### [Materials provided]
*-*-*
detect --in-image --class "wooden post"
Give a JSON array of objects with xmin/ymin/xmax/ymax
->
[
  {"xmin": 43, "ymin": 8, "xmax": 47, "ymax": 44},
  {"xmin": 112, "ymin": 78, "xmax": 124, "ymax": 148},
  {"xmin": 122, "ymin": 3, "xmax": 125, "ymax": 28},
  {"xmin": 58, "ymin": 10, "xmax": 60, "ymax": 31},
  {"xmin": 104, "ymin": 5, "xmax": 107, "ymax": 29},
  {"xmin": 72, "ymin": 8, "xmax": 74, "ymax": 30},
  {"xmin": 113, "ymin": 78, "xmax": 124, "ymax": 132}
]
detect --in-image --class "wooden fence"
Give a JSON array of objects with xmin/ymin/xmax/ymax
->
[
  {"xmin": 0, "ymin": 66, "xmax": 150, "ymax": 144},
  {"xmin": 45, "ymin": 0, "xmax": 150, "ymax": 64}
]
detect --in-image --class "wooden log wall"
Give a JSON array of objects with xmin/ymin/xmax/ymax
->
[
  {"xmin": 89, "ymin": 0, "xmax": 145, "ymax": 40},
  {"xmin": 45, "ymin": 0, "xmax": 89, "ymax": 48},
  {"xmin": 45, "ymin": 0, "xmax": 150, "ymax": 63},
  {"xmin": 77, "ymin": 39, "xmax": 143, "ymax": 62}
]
*-*-*
### [The request]
Rewrite every line of the records above as a JSON list of strings, one string per line, skipping any blank lines.

### [Completed task]
[
  "detect --in-image --class \"wooden post\"",
  "Give a JSON array of objects with xmin/ymin/xmax/ymax",
  "->",
  "[",
  "  {\"xmin\": 43, \"ymin\": 8, \"xmax\": 47, \"ymax\": 44},",
  "  {\"xmin\": 112, \"ymin\": 78, \"xmax\": 124, \"ymax\": 148},",
  "  {\"xmin\": 122, \"ymin\": 3, \"xmax\": 125, \"ymax\": 28},",
  "  {\"xmin\": 58, \"ymin\": 10, \"xmax\": 60, \"ymax\": 31},",
  "  {\"xmin\": 104, \"ymin\": 5, \"xmax\": 107, \"ymax\": 29},",
  "  {\"xmin\": 72, \"ymin\": 8, \"xmax\": 74, \"ymax\": 30},",
  "  {\"xmin\": 113, \"ymin\": 78, \"xmax\": 124, \"ymax\": 132}",
  "]",
  "detect --in-image --class \"wooden fence\"",
  "Give a JSON array of objects with xmin/ymin/xmax/ymax",
  "->",
  "[",
  "  {\"xmin\": 0, \"ymin\": 66, \"xmax\": 150, \"ymax\": 144},",
  "  {\"xmin\": 45, \"ymin\": 0, \"xmax\": 150, \"ymax\": 64}",
  "]",
  "detect --in-image --class \"wooden log wall\"",
  "Give a JSON array of objects with xmin/ymin/xmax/ymax",
  "->",
  "[",
  "  {\"xmin\": 89, \"ymin\": 0, \"xmax\": 145, \"ymax\": 40},",
  "  {\"xmin\": 45, \"ymin\": 0, \"xmax\": 89, \"ymax\": 48},",
  "  {\"xmin\": 45, \"ymin\": 0, \"xmax\": 150, \"ymax\": 63},",
  "  {\"xmin\": 77, \"ymin\": 39, \"xmax\": 143, \"ymax\": 62}",
  "]"
]